→ What to produce: Show each line of the rows below that contains the string "person", copying every such line in full. Case counts when matching.

Point annotation dataset records:
——

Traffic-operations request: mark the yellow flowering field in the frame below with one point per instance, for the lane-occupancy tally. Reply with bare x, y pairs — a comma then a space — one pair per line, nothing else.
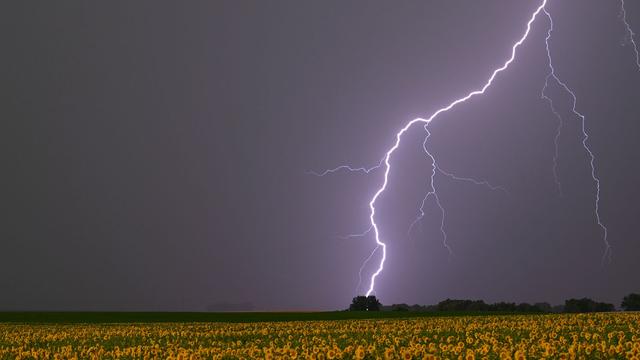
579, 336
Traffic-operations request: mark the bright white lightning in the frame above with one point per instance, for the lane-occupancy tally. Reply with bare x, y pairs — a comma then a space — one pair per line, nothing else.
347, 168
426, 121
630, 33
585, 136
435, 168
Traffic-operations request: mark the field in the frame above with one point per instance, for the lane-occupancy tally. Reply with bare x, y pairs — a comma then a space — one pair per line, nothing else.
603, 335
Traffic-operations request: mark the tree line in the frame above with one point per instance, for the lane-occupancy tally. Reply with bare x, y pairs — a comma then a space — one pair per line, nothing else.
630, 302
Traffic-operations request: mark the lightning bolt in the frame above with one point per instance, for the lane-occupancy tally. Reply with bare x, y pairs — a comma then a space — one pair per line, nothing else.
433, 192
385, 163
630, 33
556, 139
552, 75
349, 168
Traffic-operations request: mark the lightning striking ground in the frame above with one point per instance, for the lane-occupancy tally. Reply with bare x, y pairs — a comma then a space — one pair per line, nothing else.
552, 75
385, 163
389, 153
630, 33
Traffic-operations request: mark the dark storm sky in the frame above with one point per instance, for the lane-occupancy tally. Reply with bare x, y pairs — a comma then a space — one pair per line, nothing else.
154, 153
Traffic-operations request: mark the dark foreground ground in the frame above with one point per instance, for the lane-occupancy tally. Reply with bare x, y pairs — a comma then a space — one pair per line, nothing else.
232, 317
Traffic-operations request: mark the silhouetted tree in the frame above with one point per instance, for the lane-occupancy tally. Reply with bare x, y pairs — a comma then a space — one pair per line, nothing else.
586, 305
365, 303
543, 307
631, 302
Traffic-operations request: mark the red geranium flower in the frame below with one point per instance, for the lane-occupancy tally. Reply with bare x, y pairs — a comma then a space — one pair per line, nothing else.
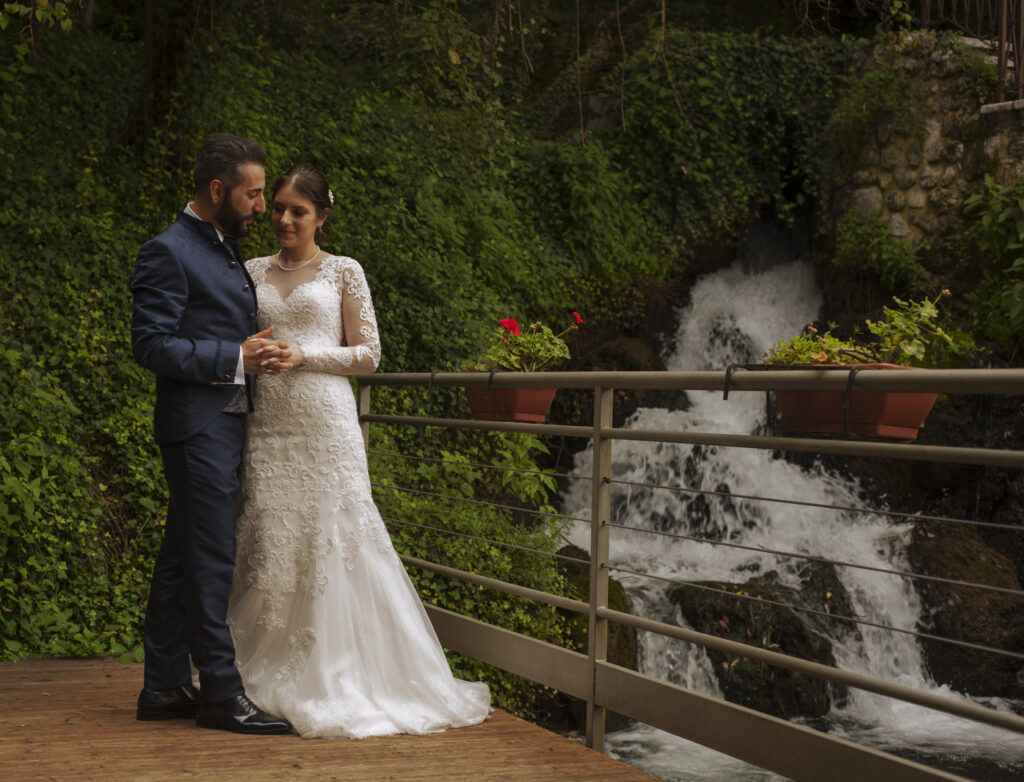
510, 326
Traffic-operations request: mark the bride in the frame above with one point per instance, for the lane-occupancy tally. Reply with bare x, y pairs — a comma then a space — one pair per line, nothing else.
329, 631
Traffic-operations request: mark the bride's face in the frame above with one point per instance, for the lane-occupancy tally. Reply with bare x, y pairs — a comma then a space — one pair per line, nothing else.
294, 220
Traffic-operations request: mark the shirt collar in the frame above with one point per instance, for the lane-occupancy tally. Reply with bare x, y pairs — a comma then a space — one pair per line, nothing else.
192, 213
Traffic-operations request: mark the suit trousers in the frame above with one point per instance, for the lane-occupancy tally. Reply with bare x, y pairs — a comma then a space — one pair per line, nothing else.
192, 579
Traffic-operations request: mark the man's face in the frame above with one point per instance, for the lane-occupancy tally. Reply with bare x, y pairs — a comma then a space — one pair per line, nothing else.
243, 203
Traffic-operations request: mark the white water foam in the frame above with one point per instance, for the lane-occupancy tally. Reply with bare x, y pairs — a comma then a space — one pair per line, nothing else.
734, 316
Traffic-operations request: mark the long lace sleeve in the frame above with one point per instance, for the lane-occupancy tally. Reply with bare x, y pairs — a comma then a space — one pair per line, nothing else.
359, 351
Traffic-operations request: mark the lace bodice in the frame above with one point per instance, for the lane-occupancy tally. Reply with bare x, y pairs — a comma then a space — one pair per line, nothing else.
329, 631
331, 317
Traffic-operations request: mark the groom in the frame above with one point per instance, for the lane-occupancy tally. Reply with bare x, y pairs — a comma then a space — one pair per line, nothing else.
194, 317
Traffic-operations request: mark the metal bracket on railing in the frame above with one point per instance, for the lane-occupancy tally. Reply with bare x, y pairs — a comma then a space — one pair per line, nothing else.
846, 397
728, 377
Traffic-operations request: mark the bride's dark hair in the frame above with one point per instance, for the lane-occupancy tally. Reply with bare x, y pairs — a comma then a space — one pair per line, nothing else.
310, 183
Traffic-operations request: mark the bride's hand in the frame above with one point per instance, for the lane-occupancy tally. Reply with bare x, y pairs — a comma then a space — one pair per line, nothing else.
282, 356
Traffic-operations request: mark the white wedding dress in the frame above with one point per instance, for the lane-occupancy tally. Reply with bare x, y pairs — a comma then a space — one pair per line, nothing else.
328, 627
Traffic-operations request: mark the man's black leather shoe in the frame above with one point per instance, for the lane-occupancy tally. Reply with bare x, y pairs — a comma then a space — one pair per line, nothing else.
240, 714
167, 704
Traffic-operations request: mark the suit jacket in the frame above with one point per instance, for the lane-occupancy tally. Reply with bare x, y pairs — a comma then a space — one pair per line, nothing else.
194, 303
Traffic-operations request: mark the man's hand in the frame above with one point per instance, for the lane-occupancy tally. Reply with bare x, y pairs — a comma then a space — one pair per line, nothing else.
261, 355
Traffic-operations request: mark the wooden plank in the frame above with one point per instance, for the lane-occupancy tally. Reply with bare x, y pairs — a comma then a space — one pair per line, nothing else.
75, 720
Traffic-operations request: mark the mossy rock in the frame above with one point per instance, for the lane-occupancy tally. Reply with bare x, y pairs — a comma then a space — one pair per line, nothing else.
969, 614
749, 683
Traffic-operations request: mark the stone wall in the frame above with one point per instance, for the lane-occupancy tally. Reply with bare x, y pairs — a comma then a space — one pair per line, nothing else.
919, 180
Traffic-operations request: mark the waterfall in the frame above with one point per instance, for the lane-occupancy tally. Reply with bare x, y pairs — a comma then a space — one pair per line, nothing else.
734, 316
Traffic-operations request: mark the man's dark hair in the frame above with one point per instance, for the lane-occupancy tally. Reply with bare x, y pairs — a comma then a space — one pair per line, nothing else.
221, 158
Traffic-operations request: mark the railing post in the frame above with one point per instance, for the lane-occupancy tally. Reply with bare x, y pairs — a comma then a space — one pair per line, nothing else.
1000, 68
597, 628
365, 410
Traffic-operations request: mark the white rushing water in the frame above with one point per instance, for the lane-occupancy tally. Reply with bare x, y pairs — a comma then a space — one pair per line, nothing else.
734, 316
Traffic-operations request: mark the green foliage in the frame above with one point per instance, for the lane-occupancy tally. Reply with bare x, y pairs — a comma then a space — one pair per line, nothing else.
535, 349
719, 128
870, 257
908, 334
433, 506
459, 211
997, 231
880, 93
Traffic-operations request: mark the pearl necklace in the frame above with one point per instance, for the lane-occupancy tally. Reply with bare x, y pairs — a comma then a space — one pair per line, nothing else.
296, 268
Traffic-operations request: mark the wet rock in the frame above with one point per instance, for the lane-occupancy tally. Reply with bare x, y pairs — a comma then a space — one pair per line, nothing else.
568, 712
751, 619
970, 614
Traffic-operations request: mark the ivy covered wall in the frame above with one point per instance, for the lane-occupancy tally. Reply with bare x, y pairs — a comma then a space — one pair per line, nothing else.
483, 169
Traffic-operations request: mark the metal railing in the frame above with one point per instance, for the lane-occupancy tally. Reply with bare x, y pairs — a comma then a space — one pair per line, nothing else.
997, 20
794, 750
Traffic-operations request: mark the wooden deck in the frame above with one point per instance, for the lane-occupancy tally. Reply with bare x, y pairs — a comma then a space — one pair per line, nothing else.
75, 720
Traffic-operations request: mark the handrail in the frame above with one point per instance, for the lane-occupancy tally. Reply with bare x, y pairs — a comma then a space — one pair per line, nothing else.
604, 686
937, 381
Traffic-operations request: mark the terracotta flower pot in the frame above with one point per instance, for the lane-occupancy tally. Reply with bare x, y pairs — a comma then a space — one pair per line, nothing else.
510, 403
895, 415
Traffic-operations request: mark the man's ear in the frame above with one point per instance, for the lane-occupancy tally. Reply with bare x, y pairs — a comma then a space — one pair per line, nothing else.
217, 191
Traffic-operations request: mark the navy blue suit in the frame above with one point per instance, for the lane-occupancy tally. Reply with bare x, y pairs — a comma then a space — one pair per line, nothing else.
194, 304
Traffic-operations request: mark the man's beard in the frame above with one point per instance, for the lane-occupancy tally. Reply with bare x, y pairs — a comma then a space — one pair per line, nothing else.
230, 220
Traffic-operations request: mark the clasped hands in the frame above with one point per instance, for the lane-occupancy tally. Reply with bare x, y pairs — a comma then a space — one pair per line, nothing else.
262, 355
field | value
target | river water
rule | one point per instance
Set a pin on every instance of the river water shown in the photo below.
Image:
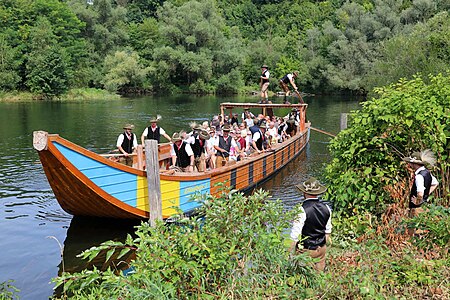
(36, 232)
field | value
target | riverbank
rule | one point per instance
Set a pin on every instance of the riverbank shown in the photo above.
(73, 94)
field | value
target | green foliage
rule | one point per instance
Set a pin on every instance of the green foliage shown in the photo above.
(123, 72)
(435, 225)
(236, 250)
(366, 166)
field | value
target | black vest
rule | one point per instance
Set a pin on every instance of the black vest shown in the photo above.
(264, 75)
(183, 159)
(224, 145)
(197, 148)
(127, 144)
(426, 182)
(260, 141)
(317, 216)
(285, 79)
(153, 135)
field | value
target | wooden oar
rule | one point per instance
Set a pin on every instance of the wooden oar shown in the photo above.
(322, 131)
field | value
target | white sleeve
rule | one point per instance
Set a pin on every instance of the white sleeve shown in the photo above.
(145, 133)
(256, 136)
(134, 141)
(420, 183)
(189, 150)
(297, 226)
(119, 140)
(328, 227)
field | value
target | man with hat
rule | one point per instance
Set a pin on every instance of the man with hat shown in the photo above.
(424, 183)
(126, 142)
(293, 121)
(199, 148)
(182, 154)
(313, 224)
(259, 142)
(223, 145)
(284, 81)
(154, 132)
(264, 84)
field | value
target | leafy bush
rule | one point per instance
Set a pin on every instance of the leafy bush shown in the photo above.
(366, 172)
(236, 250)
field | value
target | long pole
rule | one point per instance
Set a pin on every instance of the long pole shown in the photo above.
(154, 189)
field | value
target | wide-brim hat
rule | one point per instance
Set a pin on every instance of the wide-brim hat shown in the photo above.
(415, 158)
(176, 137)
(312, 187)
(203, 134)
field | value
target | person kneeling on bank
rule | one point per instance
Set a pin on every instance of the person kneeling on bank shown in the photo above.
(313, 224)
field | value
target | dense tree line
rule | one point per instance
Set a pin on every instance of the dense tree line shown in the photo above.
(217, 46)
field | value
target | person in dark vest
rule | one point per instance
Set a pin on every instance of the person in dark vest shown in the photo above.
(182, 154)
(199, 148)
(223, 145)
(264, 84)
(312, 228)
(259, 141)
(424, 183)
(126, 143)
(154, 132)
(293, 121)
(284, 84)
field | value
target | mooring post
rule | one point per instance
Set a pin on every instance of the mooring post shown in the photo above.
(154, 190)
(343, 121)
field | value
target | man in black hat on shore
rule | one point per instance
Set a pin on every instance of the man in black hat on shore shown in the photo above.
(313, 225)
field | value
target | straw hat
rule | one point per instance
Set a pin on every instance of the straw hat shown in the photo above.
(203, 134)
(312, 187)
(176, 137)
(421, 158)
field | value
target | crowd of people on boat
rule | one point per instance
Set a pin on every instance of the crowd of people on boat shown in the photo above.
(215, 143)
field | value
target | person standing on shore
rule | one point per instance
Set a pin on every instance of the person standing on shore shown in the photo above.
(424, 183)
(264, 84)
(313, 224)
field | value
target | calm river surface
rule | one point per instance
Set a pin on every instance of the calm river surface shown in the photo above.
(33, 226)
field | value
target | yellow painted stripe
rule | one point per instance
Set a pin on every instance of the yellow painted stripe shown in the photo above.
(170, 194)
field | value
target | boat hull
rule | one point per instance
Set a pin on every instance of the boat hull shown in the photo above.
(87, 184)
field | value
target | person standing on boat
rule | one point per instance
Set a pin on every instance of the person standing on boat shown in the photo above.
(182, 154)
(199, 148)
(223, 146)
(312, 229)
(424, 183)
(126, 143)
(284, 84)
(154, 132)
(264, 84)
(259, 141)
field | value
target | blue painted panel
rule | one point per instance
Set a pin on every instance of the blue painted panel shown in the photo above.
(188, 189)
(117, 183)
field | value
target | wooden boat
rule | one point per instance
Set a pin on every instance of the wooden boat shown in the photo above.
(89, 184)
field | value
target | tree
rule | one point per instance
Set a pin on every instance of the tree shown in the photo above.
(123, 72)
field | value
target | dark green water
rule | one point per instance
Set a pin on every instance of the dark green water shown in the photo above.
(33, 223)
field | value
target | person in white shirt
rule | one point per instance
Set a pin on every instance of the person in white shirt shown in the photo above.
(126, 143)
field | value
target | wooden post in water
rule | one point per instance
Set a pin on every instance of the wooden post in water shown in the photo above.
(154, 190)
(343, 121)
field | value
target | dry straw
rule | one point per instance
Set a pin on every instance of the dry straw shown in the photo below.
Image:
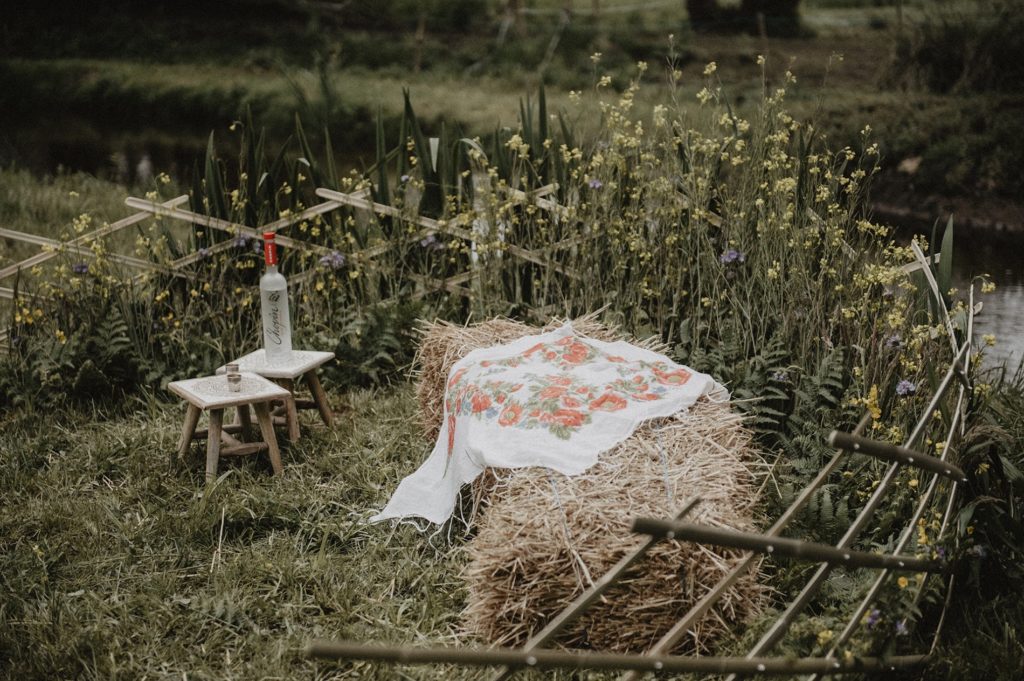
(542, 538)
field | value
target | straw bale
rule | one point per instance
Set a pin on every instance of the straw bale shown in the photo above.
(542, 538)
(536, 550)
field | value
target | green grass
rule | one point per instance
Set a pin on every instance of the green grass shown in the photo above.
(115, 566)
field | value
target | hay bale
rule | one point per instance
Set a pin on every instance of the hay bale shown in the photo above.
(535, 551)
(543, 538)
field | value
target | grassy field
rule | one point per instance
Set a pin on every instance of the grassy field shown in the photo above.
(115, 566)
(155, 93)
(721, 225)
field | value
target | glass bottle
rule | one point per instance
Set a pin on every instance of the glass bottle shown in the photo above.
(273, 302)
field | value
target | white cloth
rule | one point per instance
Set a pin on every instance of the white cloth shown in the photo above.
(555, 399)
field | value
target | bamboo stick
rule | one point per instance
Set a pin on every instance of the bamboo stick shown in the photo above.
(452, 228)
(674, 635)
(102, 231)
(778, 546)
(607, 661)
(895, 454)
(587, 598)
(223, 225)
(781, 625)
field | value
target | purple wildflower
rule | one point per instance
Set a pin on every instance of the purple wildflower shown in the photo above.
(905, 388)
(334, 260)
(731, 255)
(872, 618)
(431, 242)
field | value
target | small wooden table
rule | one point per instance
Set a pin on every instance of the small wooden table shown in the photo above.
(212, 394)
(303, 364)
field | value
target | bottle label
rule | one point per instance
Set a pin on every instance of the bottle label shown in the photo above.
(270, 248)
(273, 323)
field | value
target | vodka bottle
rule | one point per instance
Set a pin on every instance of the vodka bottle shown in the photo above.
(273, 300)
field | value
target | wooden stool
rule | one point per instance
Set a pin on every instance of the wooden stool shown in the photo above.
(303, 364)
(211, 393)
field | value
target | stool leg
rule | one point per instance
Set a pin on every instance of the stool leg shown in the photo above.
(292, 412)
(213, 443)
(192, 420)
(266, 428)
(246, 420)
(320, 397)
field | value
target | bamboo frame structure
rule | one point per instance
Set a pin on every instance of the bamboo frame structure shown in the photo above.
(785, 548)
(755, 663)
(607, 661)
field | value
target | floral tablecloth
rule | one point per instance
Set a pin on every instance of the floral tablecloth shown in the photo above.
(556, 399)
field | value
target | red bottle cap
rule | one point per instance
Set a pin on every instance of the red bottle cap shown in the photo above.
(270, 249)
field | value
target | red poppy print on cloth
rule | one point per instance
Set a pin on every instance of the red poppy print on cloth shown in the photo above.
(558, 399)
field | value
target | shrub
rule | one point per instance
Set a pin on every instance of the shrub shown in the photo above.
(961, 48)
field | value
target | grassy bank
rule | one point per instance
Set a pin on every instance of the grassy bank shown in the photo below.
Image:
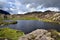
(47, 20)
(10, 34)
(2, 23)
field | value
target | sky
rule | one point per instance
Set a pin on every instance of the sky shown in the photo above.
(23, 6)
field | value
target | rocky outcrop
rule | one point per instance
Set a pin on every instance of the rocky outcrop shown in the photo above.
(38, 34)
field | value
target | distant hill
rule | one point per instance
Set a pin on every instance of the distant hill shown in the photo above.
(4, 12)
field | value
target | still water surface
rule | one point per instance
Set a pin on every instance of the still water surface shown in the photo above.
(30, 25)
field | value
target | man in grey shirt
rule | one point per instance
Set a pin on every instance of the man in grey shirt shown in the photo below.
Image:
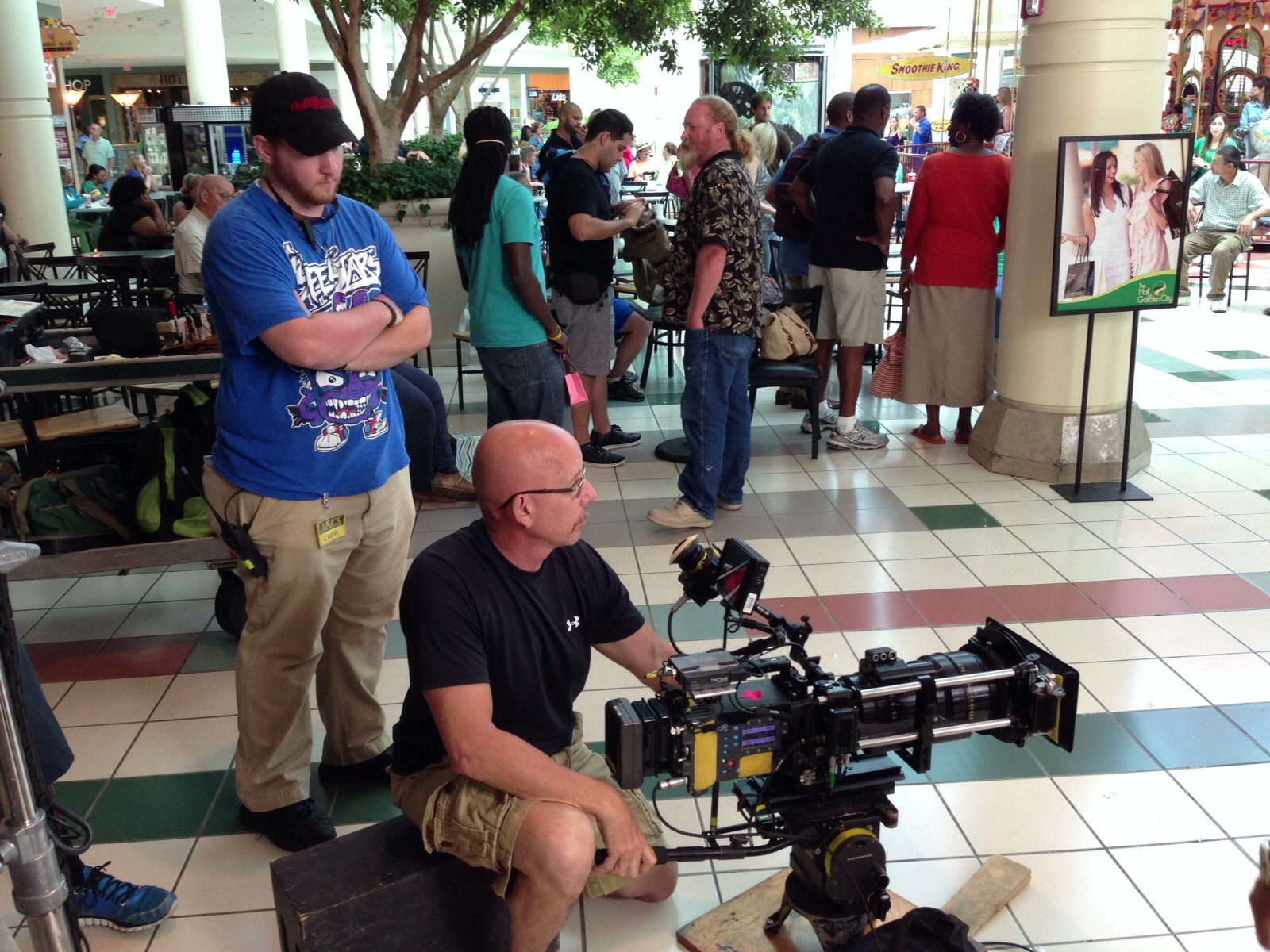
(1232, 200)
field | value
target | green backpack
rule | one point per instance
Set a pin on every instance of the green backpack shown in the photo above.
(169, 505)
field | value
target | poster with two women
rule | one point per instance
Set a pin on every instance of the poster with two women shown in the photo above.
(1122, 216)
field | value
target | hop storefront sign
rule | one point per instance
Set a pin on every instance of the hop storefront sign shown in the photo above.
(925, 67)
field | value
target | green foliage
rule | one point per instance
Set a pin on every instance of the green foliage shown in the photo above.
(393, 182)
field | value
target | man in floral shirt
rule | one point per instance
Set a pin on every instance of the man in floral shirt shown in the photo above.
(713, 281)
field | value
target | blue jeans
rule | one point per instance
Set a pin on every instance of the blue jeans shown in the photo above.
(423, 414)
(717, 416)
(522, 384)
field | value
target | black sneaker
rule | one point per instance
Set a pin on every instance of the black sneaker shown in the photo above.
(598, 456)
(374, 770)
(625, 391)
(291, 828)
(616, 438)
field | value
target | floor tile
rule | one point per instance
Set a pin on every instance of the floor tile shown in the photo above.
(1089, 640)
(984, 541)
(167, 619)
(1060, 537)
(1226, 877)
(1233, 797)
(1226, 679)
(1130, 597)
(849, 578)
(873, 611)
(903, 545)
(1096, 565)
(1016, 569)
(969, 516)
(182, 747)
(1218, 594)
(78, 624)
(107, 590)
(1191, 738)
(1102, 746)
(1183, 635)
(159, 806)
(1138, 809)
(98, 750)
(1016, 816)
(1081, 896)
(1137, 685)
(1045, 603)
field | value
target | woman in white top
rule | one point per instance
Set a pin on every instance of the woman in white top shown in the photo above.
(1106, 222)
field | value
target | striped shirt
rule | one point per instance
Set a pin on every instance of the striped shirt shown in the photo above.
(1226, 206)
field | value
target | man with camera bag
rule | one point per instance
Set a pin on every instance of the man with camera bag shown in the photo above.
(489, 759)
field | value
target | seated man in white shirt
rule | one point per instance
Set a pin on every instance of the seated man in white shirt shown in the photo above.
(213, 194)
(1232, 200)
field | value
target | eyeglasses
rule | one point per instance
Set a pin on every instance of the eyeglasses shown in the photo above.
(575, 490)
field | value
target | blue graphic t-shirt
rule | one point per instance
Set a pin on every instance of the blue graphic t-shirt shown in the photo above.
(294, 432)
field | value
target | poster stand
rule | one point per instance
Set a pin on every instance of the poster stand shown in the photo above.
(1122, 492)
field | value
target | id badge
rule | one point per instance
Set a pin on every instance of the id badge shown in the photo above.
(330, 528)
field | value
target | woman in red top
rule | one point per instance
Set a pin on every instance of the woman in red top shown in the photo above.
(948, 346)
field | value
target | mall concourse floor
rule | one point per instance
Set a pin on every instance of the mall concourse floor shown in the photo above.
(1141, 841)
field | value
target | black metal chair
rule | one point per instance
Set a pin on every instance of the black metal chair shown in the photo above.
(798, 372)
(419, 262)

——

→ The answer:
target | person kneeling on bank
Set a pin on every instance of the person kneeling on bank shown in the photo above.
target | person in dark vest
Set a pin on every instance of the person in dark vest shown in the photo above.
target | person standing on shore
Set a pin on every instance of the person standing on shore shown in the photo above.
target | person standing on boat
Set a pin on every instance of the person standing on boat shown in the photo above.
target | person in white shirt
Set a pin on every instance of the person in white shirt shown in the photo above.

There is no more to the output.